-- start ROWS --

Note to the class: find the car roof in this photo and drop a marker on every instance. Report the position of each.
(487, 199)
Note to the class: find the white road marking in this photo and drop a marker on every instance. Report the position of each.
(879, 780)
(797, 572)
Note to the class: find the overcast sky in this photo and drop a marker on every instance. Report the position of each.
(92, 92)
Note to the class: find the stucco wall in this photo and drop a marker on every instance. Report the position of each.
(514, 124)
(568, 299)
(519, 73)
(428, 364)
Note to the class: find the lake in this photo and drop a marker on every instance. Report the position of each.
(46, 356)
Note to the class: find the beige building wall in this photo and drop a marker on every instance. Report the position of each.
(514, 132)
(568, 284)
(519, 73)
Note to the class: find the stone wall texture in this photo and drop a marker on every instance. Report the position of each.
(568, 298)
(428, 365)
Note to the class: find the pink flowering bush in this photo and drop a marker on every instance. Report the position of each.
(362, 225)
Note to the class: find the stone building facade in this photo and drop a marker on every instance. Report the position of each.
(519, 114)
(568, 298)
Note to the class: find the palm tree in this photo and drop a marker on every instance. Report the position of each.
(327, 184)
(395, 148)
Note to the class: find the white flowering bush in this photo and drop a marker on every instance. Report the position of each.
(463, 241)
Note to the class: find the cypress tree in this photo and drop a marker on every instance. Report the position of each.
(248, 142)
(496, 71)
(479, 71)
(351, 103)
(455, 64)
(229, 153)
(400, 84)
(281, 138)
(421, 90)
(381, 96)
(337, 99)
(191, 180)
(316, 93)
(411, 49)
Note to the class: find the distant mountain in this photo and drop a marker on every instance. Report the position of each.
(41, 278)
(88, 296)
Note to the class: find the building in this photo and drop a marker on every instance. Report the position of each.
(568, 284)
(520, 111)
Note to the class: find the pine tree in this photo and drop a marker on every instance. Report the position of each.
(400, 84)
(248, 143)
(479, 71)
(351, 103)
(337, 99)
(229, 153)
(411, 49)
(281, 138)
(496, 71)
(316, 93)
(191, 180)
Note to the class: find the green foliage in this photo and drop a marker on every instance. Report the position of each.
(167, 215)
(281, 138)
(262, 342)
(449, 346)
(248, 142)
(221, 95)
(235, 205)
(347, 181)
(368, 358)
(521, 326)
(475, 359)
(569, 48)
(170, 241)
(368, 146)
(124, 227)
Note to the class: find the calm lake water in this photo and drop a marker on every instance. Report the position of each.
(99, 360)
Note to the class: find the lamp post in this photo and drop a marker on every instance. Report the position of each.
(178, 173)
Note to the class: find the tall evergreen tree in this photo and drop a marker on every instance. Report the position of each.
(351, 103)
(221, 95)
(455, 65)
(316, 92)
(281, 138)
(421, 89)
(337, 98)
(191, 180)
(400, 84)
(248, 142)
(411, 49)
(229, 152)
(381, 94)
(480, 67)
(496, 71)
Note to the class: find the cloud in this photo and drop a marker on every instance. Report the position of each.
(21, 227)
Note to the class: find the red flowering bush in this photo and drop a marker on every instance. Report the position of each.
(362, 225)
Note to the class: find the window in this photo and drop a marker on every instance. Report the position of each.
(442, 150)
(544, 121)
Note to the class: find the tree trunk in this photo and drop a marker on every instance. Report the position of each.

-- end ROWS --

» DIRECTION: Send back all of the entries exactly, with nothing missing.

» ANSWER IN FULL:
Note to the class: find the car roof in this photo and drop a marker on every instance. Report the position of each.
(487, 199)
Note to the class: find the white road marking in this photo and drop a marker on every instance. Report the position of each.
(879, 780)
(797, 572)
Note to the class: find the overcast sky in this photo and drop a marker on every instance. Report the position of each.
(92, 92)
Note to the class: find the stucco wall in this photo and drop a marker on every instance. Report the position of each.
(514, 124)
(568, 299)
(519, 73)
(428, 364)
Note to the class: find the lake in this photo and drop a marker on every instance. Report the position of each.
(46, 356)
Note to the class: find the beige building wall in this photo and drop a marker on every instance. Report the position of each.
(514, 132)
(568, 284)
(519, 73)
Note to the class: find the stone wall texture in this photo and drop a marker on every instance. Report the position of each.
(568, 298)
(428, 365)
Note to the class: find the pink flowering bush in this photo and drop a marker on every instance. Report the position of each.
(362, 225)
Note to the class: find the stone building facade in this photo and drop a marker on every instance. Report the position of each.
(519, 114)
(568, 298)
Note to the class: find the palm tree in this photo and drop a marker on every instance. Report the position of each.
(327, 184)
(395, 148)
Note to the class: find the white flowering bush in this photo and drop a marker on every instance. Report the position of each.
(463, 241)
Note to the class: find the cypress tree in this photo and drop a marker on every instance. Report the position of each.
(248, 142)
(496, 71)
(479, 71)
(351, 103)
(455, 64)
(229, 153)
(400, 84)
(281, 138)
(421, 90)
(381, 96)
(337, 99)
(191, 180)
(316, 93)
(411, 49)
Note to the class: find the distant mountain in this photo and drop a marker on every instance. Report the position of each.
(41, 278)
(88, 296)
Note to the class: find the building in this photo and drop a marker on every instance. Report the position of each.
(568, 284)
(520, 111)
Note to the class: find the pine tree in this photo and drop a marker on every instance. Report the position of each.
(400, 84)
(248, 143)
(479, 71)
(351, 103)
(337, 99)
(229, 153)
(411, 49)
(281, 138)
(496, 71)
(316, 93)
(191, 180)
Note to the class: find the green foliage in this photo and drop a marker on every instance. Report the position of each.
(167, 215)
(281, 138)
(262, 342)
(449, 346)
(248, 142)
(221, 95)
(235, 205)
(347, 181)
(368, 358)
(521, 326)
(475, 359)
(569, 48)
(170, 241)
(368, 146)
(124, 227)
Note to the class: find the calm lake water in this photo and drop a marker on every instance. Report the position of each.
(99, 360)
Note to the class: find the lamp post in this photo and drop a marker on every instance. Report the position of each.
(178, 173)
Note to the class: find the tall evergreen tree in this photo and drop a marker on every instance. Report the position of each.
(351, 103)
(221, 95)
(455, 65)
(316, 92)
(281, 138)
(421, 89)
(337, 98)
(191, 180)
(400, 84)
(248, 142)
(411, 49)
(229, 152)
(381, 94)
(480, 67)
(496, 71)
Note to the class: find the cloud in this photo and drop a marker on every instance. Report the position of each.
(21, 227)
Note to the class: find the red flowering bush in this photo and drop a marker on every instance. Report the position of each.
(362, 225)
Note to the class: find the window in this photo and drop a marker on every instance. Report the position of each.
(442, 150)
(544, 121)
Note to the class: find the tree trunk in this photo and drop a marker on every instance. Report the position of each.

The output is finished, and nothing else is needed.